_WHAT NEEDS TO BE DONE_
Your task is to copy the lines of the data below from the line holding "For the record, the small" through the line holding "For the record, the white quilted", inclusive, exactly and with nothing added.

==== RECORDED INFORMATION

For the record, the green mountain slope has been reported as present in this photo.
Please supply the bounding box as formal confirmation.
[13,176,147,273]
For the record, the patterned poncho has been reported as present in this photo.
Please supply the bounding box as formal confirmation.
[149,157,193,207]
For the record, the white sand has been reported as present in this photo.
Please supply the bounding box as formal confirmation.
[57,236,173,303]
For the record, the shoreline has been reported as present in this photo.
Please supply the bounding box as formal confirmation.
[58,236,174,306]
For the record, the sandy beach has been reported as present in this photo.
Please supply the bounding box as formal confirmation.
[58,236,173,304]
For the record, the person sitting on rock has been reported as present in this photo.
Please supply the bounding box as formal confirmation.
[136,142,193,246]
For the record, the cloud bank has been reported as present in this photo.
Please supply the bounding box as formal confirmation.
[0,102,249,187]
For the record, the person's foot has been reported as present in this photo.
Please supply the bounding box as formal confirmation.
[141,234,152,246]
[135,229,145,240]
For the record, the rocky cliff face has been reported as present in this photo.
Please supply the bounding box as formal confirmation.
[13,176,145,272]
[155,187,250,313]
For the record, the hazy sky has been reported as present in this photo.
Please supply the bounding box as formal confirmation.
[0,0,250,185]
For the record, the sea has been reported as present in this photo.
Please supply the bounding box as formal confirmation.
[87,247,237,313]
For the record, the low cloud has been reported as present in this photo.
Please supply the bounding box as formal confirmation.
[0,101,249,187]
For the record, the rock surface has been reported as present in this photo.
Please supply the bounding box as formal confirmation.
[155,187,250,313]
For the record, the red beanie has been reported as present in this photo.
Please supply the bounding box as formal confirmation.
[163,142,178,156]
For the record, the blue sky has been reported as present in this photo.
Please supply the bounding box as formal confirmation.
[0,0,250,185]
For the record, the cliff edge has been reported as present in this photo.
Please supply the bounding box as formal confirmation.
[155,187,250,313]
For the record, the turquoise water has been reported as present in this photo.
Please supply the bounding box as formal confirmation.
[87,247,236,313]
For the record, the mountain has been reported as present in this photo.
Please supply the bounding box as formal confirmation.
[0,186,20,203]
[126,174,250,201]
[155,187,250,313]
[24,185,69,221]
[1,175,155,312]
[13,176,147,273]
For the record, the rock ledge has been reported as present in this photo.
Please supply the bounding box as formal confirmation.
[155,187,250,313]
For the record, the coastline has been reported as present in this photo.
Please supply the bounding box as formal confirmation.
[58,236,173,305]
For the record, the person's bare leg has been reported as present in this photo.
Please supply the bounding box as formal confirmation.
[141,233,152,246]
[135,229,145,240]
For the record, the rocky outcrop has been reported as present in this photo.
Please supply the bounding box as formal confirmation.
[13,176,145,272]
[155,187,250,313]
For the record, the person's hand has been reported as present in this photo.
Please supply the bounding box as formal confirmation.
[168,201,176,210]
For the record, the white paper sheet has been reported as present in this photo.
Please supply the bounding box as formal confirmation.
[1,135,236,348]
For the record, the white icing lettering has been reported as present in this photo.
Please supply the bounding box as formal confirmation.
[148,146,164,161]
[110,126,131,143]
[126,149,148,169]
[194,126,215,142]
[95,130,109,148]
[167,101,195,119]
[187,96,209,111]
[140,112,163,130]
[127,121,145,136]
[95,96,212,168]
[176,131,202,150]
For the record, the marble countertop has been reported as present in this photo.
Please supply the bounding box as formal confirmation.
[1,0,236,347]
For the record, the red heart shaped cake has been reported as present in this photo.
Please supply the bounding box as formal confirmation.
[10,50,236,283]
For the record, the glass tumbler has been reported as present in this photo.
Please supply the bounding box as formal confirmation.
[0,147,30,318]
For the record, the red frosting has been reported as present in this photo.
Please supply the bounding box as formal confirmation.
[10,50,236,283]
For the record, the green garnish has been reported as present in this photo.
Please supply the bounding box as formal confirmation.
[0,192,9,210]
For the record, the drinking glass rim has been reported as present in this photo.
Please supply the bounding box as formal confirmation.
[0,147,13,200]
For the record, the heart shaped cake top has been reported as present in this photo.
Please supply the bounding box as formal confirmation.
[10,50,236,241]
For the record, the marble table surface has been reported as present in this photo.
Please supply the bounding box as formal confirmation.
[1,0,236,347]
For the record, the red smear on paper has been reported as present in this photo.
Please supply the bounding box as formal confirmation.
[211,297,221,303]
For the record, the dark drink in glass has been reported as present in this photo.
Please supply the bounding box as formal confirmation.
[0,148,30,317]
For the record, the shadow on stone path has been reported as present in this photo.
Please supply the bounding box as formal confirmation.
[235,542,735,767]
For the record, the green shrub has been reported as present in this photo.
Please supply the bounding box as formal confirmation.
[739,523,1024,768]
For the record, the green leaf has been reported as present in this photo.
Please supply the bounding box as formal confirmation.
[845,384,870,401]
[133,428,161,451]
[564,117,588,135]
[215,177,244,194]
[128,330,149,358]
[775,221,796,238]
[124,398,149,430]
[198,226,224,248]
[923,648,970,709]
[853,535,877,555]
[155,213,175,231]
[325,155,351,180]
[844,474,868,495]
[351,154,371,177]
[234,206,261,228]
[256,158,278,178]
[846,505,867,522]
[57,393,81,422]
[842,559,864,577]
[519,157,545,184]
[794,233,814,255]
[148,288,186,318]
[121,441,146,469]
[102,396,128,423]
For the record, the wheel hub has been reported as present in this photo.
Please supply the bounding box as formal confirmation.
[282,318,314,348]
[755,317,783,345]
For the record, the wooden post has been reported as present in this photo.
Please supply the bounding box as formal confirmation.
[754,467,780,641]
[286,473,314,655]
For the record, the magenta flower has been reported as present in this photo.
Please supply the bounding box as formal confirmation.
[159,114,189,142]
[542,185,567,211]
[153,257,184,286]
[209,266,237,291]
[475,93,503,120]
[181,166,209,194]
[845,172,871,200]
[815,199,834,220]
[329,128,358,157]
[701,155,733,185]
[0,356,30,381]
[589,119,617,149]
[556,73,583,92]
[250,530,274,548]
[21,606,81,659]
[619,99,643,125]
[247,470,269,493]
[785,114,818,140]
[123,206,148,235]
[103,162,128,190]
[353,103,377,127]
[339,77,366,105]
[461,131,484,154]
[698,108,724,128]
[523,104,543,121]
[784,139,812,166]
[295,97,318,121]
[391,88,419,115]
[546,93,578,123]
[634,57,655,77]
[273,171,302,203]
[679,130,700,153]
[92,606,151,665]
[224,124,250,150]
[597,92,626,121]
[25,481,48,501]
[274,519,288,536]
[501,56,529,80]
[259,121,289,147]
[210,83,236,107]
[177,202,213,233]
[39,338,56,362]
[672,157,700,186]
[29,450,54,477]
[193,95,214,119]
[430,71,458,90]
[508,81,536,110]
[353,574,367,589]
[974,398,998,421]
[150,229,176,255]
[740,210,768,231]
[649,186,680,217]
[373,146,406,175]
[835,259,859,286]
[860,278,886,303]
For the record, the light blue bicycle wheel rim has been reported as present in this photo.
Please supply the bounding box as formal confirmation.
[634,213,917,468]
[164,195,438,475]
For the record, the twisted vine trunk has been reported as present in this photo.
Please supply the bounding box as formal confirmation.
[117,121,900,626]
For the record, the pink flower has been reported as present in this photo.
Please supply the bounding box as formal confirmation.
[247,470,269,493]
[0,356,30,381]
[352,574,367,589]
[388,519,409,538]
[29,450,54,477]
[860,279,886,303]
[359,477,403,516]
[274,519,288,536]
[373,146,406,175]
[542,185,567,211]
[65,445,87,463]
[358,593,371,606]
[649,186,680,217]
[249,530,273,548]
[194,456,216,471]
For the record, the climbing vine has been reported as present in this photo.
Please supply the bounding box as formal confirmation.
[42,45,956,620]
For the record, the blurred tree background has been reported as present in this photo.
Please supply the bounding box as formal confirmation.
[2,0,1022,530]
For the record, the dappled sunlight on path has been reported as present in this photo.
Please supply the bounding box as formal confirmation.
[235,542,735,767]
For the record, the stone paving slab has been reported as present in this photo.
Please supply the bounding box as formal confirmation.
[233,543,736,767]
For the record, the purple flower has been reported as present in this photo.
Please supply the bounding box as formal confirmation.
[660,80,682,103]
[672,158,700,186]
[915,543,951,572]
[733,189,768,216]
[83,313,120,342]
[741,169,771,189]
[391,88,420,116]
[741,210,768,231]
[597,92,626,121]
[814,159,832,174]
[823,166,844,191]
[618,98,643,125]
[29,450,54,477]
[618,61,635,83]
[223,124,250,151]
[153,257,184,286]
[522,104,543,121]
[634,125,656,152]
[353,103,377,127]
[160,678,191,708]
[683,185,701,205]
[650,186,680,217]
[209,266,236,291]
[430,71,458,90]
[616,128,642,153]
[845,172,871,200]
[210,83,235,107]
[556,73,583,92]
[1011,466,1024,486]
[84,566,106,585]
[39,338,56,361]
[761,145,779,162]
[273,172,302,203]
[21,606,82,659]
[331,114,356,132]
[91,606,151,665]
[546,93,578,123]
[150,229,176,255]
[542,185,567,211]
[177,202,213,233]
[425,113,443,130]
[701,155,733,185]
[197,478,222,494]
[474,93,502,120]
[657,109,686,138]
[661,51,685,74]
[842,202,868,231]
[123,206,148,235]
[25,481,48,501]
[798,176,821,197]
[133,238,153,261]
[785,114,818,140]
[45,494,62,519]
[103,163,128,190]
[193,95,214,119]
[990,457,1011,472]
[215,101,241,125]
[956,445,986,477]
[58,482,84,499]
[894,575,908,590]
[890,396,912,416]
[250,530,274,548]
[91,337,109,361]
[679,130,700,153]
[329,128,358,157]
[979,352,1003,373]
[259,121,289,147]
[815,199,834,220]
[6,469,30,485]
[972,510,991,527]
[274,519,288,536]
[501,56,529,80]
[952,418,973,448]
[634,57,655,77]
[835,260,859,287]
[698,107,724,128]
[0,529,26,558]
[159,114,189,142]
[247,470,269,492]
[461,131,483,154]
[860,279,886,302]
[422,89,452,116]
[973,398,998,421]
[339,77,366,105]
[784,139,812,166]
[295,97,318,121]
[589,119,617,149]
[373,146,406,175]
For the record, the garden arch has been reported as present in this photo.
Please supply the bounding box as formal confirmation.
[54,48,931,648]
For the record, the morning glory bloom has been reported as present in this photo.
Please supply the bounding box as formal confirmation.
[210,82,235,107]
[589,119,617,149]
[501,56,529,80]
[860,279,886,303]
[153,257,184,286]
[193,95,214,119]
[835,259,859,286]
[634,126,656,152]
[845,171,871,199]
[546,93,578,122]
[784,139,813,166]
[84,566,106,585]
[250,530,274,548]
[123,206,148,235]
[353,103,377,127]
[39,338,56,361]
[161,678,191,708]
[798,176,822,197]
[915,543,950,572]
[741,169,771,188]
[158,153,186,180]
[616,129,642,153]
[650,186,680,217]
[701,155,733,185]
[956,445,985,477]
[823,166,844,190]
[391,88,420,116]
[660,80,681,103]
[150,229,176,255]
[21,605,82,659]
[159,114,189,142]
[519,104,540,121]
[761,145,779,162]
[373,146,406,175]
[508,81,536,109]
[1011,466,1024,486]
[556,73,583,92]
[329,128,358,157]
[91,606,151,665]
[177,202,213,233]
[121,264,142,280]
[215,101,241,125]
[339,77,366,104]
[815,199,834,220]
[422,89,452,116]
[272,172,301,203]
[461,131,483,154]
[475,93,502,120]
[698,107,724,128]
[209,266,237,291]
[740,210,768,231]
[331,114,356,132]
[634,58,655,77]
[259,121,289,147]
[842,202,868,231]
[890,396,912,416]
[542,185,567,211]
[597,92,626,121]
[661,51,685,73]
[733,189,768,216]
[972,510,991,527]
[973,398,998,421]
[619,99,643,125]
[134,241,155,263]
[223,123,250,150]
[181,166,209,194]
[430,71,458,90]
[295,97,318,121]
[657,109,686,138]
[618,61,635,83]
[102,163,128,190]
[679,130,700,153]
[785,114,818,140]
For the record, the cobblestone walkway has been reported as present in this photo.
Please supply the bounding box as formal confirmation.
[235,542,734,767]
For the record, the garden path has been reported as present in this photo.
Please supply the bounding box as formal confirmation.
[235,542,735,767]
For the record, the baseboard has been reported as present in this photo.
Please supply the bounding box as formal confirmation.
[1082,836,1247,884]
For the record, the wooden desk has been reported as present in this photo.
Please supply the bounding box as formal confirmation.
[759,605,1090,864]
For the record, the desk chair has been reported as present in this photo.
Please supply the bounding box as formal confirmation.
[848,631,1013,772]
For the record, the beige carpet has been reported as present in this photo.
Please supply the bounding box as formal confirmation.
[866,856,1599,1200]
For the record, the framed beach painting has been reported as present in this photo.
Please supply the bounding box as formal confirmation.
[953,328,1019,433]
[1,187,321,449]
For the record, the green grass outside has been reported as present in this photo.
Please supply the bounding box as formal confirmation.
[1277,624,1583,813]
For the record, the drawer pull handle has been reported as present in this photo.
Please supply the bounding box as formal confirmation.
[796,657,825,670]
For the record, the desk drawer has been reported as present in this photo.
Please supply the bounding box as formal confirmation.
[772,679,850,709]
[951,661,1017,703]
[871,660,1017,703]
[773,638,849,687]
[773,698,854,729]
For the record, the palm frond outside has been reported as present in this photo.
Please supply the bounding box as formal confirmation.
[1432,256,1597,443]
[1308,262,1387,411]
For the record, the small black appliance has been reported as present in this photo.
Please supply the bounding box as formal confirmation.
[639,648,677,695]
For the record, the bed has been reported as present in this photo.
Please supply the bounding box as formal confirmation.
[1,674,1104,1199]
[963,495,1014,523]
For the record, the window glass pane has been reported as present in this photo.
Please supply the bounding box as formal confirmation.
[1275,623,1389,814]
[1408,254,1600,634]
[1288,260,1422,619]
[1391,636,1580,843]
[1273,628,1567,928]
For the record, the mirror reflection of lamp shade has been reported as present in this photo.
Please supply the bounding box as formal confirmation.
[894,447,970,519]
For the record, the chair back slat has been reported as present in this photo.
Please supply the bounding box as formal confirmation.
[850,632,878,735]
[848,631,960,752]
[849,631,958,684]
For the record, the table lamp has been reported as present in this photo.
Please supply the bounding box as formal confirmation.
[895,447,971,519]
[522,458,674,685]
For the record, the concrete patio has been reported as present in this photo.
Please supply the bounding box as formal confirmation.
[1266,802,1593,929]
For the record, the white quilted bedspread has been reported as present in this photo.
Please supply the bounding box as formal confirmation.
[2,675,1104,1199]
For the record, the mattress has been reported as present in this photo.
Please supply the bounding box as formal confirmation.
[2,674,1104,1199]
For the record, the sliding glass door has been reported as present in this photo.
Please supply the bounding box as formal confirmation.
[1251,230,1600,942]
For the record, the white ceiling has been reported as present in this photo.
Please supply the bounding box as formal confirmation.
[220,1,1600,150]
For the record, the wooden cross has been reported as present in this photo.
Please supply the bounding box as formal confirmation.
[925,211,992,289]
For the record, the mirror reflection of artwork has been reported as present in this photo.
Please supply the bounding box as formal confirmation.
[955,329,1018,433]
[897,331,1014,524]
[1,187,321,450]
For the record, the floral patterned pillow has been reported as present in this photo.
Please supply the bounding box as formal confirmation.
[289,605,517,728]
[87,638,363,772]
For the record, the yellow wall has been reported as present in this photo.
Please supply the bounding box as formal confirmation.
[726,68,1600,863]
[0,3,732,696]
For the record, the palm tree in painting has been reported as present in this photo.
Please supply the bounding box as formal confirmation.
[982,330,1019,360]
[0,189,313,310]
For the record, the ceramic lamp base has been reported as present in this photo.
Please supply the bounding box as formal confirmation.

========

_ANSWER SPACE_
For the record, the small black appliance has been reported as present in this photo.
Please supply the bounding box as formal confirmation.
[639,648,677,695]
For the record, the bed has been reported as present in this photo.
Please supply the bounding box as formal confirmation.
[1,674,1104,1199]
[963,495,1014,523]
For the record, the window glass pane has been reported as present in this photo.
Please supply the bounding box as formal confirmation.
[1275,623,1389,814]
[1408,254,1600,634]
[1288,260,1422,619]
[1391,636,1580,843]
[1273,628,1567,928]
For the record, the mirror reflection of lamp shade has been reported as present in this photo.
Please supply the bounding box as formal confirmation.
[894,447,970,519]
For the record, the chair back slat has been reported as present in this photo.
Please supply the bounding box as formal confirmation.
[850,632,878,735]
[848,631,960,752]
[849,631,958,684]
For the record, the table lamp has been reported as present in this photo.
Please supply the bounding box as formal confirmation.
[895,447,971,519]
[522,458,674,685]
For the record, the concrete patio has been reported as present in this photo.
Please supply the bounding box as formal confirmation.
[1266,802,1593,929]
For the record, the white quilted bedspread has been reported as present in this photo.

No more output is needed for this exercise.